§ **Task description**:
Count the lines in the listing below that contain the word "pillow", and reply with the number alone.

Entries from a point annotation set
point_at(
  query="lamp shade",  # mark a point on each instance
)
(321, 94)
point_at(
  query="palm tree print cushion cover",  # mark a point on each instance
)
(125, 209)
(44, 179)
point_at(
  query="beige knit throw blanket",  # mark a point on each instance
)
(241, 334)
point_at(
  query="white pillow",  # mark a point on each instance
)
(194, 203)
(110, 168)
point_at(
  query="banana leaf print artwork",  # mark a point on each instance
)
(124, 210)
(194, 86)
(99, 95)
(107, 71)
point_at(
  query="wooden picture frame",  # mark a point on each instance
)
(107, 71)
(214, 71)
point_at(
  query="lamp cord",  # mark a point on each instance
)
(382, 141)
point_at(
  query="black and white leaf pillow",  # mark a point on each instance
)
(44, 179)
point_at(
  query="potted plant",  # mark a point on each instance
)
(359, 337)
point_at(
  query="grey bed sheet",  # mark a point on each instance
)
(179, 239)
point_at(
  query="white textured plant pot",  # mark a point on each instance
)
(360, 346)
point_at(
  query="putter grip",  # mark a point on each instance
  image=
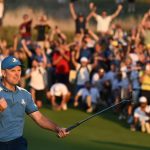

§ **Final result**:
2